- _Article_:
ARRET No PH
DU 14 NOVEMBRE 2007
R. G : 05 / 00695
Conseil de Prud'hommes de NANCY F04 / 609 08 février 2005
COUR D'APPEL DE NANCY CHAMBRE SOCIALE
APPELANT :
Maître Alain X...... CS 4205 54042 NANCY CEDEX Représenté par Me Eric FILLIATRE (avocat au barreau de NANCY)
INTIMES :
Monsieur Bruno Y...... ... 54000 NANCY comparant en personne Assisté de Me Jean-Guy GAUCHER (avocat au barreau de NANCY) substitué par Me DIEUDONNE (Avocat au barreau de NANCY)
CENTRE DE GESTION ET D'ETUDES AGS NANCY 101 avenue de la Libération Bâtiment B2-3ème étage 54000 NANCY Représenté par Me Eric FILLIATRE (avocat au barreau de NANCY)
COMPOSITION DE LA COUR :
Lors des débats et du délibéré, Président de Chambre : Monsieur CUNIN Conseillers : Madame MLYNARCZYK Monsieur FERRON, Greffier (Lors des débats) Madame BOURT,
DEBATS :
En audience publique du 10 Octobre 2007 ; L'affaire a été mise en délibéré pour l'arrêt être rendu le 14 Novembre 2007 ; A l'audience du 14 Novembre 2007, la Cour après en avoir délibéré conformément à la Loi, a rendu l'arrêt dont la teneur suit :
FAITS et PROCEDURE.
Le 1er octobre 2002, Monsieur Bruno Y... a été embauché par la S. A. R. L. Juricom en qualité de V. R. P. dans le cadre d'un contrat à durée indéterminée.
Il était chargé de vendre à domicile, dans l'est de la France, les ouvrages juridiques qui lui étaient confiés par son cocontractant.
Selon l'avenant du 2 janvier 2003, sa rémunération était fixée à un pourcentage sur le chiffre d'affaires réalisé.

- _Données extraites_:
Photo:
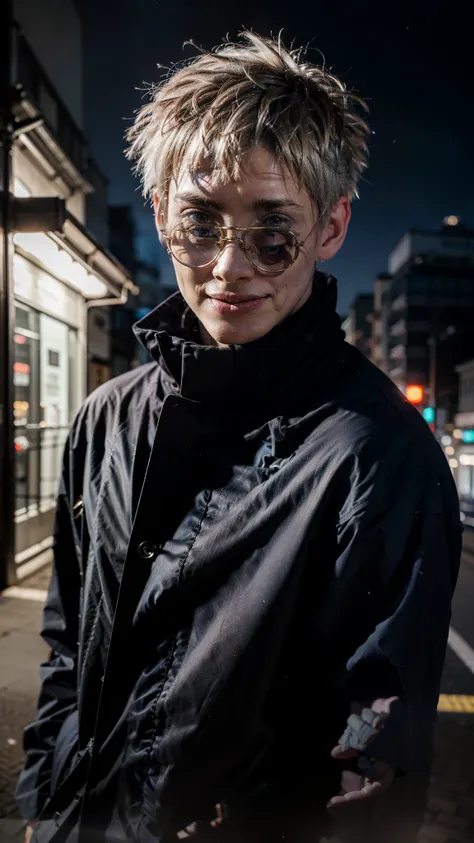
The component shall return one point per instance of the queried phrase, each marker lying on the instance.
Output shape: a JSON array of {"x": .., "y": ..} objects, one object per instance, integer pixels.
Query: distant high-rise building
[
  {"x": 358, "y": 324},
  {"x": 378, "y": 350}
]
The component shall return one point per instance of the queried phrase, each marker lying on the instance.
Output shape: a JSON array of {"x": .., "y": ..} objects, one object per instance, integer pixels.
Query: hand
[
  {"x": 355, "y": 785},
  {"x": 196, "y": 827}
]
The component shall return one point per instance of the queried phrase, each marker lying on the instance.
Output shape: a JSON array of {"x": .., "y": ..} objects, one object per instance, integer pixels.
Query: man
[{"x": 257, "y": 537}]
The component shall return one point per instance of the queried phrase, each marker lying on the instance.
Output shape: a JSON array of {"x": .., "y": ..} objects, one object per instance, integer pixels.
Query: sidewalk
[
  {"x": 450, "y": 810},
  {"x": 21, "y": 652}
]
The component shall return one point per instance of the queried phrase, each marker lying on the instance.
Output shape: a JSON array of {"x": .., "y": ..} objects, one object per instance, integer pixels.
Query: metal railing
[
  {"x": 37, "y": 84},
  {"x": 38, "y": 463}
]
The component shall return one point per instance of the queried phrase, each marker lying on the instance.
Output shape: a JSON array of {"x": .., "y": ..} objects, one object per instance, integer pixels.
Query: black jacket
[{"x": 247, "y": 539}]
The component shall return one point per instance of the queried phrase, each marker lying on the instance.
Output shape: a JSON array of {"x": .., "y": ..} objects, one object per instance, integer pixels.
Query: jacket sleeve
[
  {"x": 397, "y": 567},
  {"x": 59, "y": 629}
]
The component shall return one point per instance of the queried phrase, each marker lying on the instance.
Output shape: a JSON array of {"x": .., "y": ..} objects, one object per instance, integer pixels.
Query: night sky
[{"x": 411, "y": 62}]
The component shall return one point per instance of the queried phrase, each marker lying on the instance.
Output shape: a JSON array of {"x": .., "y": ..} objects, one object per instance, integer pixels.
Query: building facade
[
  {"x": 379, "y": 346},
  {"x": 463, "y": 438},
  {"x": 427, "y": 306},
  {"x": 56, "y": 275}
]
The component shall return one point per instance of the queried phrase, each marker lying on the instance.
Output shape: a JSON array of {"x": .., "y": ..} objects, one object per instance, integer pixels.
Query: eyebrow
[{"x": 257, "y": 205}]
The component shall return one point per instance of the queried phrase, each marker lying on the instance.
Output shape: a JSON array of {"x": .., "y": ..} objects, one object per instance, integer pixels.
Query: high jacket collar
[{"x": 263, "y": 373}]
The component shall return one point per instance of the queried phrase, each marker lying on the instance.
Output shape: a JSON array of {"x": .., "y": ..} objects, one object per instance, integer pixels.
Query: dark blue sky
[{"x": 411, "y": 62}]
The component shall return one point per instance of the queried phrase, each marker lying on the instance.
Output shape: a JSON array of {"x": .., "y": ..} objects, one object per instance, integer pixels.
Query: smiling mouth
[
  {"x": 235, "y": 298},
  {"x": 236, "y": 302}
]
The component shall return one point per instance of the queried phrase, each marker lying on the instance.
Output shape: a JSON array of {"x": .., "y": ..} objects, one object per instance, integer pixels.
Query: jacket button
[{"x": 147, "y": 550}]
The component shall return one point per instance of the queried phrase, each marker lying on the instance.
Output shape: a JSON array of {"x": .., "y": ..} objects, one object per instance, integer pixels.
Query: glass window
[{"x": 45, "y": 354}]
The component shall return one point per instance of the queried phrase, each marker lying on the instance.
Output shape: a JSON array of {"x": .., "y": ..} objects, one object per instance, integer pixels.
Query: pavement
[{"x": 449, "y": 814}]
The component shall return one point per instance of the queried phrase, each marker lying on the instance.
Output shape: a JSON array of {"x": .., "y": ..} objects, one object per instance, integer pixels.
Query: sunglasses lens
[
  {"x": 195, "y": 245},
  {"x": 270, "y": 248}
]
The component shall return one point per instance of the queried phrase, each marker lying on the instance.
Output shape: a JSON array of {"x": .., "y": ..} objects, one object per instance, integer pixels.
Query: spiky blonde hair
[{"x": 254, "y": 93}]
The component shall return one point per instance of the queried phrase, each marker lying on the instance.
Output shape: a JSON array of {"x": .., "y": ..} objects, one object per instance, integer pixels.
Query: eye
[
  {"x": 276, "y": 221},
  {"x": 198, "y": 217}
]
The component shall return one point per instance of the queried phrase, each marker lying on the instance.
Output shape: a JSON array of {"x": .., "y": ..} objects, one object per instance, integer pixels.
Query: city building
[
  {"x": 463, "y": 439},
  {"x": 427, "y": 306},
  {"x": 379, "y": 344},
  {"x": 57, "y": 276},
  {"x": 358, "y": 324}
]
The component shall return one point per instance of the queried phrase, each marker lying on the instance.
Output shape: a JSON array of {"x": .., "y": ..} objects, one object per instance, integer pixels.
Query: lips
[
  {"x": 234, "y": 298},
  {"x": 234, "y": 303}
]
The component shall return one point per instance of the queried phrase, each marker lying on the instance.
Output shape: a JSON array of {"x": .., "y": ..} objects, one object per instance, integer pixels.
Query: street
[{"x": 449, "y": 816}]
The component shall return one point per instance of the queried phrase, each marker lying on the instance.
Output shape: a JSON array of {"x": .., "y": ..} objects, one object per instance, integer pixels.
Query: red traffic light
[{"x": 415, "y": 393}]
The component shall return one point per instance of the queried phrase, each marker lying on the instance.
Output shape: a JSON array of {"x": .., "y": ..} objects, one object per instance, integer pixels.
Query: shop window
[{"x": 43, "y": 390}]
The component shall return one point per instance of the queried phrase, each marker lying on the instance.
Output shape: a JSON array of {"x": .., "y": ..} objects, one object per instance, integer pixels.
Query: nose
[{"x": 233, "y": 264}]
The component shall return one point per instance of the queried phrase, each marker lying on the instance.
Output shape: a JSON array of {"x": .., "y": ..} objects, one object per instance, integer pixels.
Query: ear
[
  {"x": 334, "y": 232},
  {"x": 159, "y": 221}
]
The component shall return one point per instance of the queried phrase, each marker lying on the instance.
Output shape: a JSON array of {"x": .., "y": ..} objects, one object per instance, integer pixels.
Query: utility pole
[{"x": 7, "y": 464}]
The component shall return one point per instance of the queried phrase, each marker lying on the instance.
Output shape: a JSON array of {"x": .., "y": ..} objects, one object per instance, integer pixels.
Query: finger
[
  {"x": 369, "y": 791},
  {"x": 383, "y": 705},
  {"x": 342, "y": 752}
]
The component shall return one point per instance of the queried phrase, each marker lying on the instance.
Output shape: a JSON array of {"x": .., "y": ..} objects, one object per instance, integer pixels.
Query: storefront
[{"x": 55, "y": 281}]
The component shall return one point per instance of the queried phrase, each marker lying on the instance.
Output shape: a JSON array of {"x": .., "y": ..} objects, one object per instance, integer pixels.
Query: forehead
[{"x": 261, "y": 179}]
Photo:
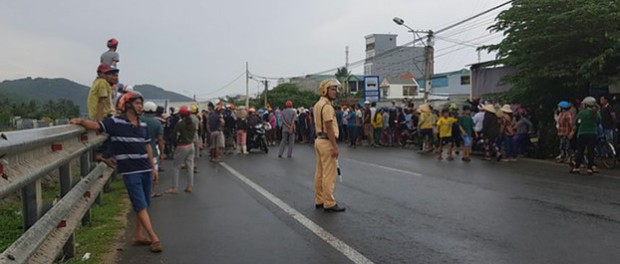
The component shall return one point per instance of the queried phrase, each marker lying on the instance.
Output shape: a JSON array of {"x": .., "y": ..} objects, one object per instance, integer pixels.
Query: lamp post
[{"x": 428, "y": 55}]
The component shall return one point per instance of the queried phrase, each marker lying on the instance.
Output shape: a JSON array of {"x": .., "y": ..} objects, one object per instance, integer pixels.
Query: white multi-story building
[{"x": 385, "y": 59}]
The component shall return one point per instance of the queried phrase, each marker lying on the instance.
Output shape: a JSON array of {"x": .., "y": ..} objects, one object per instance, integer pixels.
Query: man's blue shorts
[{"x": 139, "y": 189}]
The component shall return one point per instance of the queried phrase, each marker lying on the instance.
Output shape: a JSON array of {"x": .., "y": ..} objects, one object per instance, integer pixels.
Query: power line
[
  {"x": 223, "y": 87},
  {"x": 412, "y": 43}
]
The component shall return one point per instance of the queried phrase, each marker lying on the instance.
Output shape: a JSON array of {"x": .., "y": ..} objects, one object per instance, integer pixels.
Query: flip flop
[{"x": 143, "y": 242}]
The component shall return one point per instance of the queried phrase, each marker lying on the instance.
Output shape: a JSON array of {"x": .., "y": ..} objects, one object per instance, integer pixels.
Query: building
[
  {"x": 486, "y": 78},
  {"x": 354, "y": 83},
  {"x": 385, "y": 59},
  {"x": 398, "y": 88},
  {"x": 456, "y": 83}
]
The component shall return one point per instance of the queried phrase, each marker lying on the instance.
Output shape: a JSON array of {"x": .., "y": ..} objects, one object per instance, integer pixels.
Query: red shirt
[{"x": 565, "y": 123}]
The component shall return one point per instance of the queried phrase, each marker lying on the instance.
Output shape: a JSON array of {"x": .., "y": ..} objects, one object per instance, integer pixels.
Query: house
[
  {"x": 385, "y": 58},
  {"x": 453, "y": 84},
  {"x": 354, "y": 83},
  {"x": 398, "y": 88},
  {"x": 486, "y": 78}
]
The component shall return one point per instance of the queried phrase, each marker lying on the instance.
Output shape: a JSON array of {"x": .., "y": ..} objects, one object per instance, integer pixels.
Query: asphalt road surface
[{"x": 402, "y": 207}]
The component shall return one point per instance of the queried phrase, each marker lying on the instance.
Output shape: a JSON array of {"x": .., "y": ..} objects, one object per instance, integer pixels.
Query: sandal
[
  {"x": 142, "y": 242},
  {"x": 156, "y": 247}
]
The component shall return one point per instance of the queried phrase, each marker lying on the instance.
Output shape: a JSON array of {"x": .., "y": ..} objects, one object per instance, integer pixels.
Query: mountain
[{"x": 43, "y": 89}]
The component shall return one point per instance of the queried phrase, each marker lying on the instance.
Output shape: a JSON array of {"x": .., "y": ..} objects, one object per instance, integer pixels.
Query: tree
[
  {"x": 560, "y": 50},
  {"x": 573, "y": 45}
]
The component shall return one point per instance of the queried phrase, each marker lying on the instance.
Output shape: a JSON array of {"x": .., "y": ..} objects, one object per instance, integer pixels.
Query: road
[{"x": 402, "y": 207}]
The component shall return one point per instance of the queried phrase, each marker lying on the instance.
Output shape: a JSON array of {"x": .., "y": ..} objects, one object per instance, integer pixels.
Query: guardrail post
[
  {"x": 66, "y": 183},
  {"x": 32, "y": 203},
  {"x": 85, "y": 167}
]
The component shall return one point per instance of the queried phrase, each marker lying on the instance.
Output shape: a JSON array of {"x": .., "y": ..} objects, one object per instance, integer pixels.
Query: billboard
[{"x": 371, "y": 88}]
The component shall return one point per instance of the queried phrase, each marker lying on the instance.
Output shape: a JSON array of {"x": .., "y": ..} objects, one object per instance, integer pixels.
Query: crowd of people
[{"x": 143, "y": 134}]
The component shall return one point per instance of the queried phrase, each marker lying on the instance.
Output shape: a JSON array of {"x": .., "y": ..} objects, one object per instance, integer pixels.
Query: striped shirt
[{"x": 128, "y": 144}]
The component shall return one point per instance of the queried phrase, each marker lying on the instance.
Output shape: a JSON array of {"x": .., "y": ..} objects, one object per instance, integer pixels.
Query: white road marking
[
  {"x": 345, "y": 249},
  {"x": 386, "y": 168}
]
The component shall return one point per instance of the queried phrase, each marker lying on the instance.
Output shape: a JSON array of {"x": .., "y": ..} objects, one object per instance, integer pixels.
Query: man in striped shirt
[{"x": 131, "y": 147}]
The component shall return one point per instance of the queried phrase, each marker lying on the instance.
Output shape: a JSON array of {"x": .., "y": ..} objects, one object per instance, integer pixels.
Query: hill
[{"x": 43, "y": 90}]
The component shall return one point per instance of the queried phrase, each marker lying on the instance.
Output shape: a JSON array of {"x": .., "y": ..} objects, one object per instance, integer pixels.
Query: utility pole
[
  {"x": 346, "y": 66},
  {"x": 266, "y": 85},
  {"x": 429, "y": 51},
  {"x": 247, "y": 86}
]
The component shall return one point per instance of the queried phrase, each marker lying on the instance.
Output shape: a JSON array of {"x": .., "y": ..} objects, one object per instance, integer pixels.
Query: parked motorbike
[{"x": 257, "y": 137}]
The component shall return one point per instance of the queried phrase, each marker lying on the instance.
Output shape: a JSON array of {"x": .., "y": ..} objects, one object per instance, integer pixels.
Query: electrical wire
[
  {"x": 412, "y": 43},
  {"x": 223, "y": 87}
]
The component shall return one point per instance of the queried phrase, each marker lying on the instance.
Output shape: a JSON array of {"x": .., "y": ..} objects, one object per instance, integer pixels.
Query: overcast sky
[{"x": 198, "y": 47}]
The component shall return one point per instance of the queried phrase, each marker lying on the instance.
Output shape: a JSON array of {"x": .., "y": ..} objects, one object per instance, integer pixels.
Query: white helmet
[
  {"x": 589, "y": 101},
  {"x": 150, "y": 107}
]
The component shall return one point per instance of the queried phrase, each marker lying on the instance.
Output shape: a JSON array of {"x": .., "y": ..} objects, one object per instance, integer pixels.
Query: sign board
[{"x": 371, "y": 88}]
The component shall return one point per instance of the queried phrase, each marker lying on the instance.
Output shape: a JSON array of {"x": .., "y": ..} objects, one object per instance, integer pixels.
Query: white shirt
[{"x": 478, "y": 118}]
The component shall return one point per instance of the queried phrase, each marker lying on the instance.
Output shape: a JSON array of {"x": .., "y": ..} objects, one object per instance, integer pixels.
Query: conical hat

- _Consigne_:
Recopiez sans rien modifier le passage de l'arrêt qui va de « Il était chargé » jusqu'à « chiffre d'affaires réalisé. ».

- _Réponse attendue_:
Il était chargé de vendre à domicile, dans l'est de la France, les ouvrages juridiques qui lui étaient confiés par son cocontractant.
Selon l'avenant du 2 janvier 2003, sa rémunération était fixée à un pourcentage sur le chiffre d'affaires réalisé.